Task: Rewrite the records below, switching every "screenshot" to "image" and keeping everything else the same.
+ + + + +
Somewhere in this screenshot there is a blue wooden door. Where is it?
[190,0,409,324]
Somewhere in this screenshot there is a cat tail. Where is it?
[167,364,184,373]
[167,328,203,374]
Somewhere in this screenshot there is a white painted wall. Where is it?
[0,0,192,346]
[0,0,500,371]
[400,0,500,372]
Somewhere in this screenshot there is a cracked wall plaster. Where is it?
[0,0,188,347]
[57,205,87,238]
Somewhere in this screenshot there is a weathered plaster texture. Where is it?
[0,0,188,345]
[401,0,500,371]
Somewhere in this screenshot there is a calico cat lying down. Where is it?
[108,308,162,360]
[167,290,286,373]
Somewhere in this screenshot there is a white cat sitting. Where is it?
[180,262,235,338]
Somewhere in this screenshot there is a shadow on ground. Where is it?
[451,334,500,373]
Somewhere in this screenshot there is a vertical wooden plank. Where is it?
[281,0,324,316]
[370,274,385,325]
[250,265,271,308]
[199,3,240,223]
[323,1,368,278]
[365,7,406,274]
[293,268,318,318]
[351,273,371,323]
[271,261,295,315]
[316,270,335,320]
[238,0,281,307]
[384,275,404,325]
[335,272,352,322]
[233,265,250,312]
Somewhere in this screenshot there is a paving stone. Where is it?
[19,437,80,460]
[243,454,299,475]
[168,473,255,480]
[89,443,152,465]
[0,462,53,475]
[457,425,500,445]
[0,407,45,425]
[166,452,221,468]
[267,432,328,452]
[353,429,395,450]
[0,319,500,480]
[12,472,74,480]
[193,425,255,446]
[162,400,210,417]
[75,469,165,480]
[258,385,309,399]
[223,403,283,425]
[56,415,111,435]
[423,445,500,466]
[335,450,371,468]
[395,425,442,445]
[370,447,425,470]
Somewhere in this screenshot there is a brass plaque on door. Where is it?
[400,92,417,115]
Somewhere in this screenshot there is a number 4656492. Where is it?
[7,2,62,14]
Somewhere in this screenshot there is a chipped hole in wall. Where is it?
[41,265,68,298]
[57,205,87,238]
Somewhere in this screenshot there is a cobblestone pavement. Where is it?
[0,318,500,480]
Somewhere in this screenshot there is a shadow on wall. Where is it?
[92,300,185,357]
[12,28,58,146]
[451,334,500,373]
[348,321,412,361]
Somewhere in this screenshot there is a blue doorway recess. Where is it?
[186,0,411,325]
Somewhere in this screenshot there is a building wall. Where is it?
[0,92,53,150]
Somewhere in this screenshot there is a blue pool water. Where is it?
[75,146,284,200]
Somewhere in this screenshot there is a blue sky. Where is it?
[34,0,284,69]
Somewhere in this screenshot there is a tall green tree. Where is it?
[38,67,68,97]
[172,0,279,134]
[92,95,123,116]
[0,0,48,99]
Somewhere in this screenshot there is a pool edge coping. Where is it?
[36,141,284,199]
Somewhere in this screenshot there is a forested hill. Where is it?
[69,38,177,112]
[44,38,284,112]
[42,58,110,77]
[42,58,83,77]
+ + + + +
Answer to this exercise:
Somewhere in this image there is a blue wooden door. Where is it?
[190,0,409,324]
Somewhere in this image there is a cat tail. Where is it?
[167,364,184,373]
[167,328,203,374]
Somewhere in this image there is a white painted wall. Where is it?
[0,0,192,346]
[0,0,500,371]
[400,0,500,372]
Somewhere in this image there is a cracked wall plaster. Where is it?
[0,0,188,347]
[57,205,87,238]
Somewhere in this image there is a weathered plaster texture. Where is it?
[0,0,188,345]
[401,0,500,371]
Somewhere in this image there is a calico cat lying down. Where is it?
[108,308,162,360]
[167,290,286,373]
Somewhere in this image there is a white cat sitting. Where is it?
[180,262,235,338]
Somewhere in this image there is a shadow on ground. Where is it?
[451,334,500,373]
Somewhere in this image there is a vertical wooden plank. Where is it?
[281,0,324,316]
[370,274,385,325]
[250,265,271,308]
[199,3,240,223]
[323,1,368,278]
[365,7,406,274]
[293,268,318,318]
[351,273,371,323]
[271,261,295,315]
[316,270,335,320]
[238,0,281,307]
[384,275,404,325]
[335,272,352,322]
[233,265,250,312]
Somewhere in this image there is a paving stone. Where is it?
[19,437,80,460]
[243,454,299,475]
[168,473,255,480]
[89,443,152,465]
[0,462,53,475]
[457,425,500,445]
[0,407,45,425]
[166,452,221,468]
[267,432,328,452]
[353,429,395,450]
[0,319,500,480]
[12,472,74,480]
[193,425,255,446]
[162,400,210,417]
[75,469,165,480]
[258,385,309,399]
[223,403,283,425]
[56,415,111,435]
[423,445,500,466]
[335,450,371,468]
[395,425,442,445]
[370,447,425,470]
Somewhere in this image there is a brass plaque on door. Where is it?
[400,92,417,115]
Somewhere in this image there is a number 4656492. Where is it?
[7,2,62,14]
Somewhere in this image there is a chipped hole in wall. Where is it?
[41,265,68,298]
[57,205,87,238]
Somewhere in this image there is a cobblestone pavement. Where is it?
[0,318,500,480]
Somewhere in this image there is a shadow on wall. Where is it?
[92,300,185,357]
[12,28,58,146]
[451,334,500,373]
[348,321,412,361]
Somewhere in this image there is a blue doorway recess. Where is it?
[186,0,411,325]
Somewhere in this image there is a building wall. Where is it?
[0,92,53,150]
Somewhere in this image there is a blue pool water. Where is it?
[75,146,284,200]
Somewhere in this image there is a blue sky. Where is it?
[34,0,284,69]
Somewhere in this image there is a tall green tree. Where is it?
[38,67,68,97]
[172,0,279,134]
[92,95,123,116]
[0,0,48,99]
Somewhere in this image there is a pool edge coping. Where is it?
[36,141,284,199]
Somewhere in this image there is a forested hill. Where is it?
[69,38,177,112]
[44,38,284,112]
[42,58,110,77]
[42,58,83,77]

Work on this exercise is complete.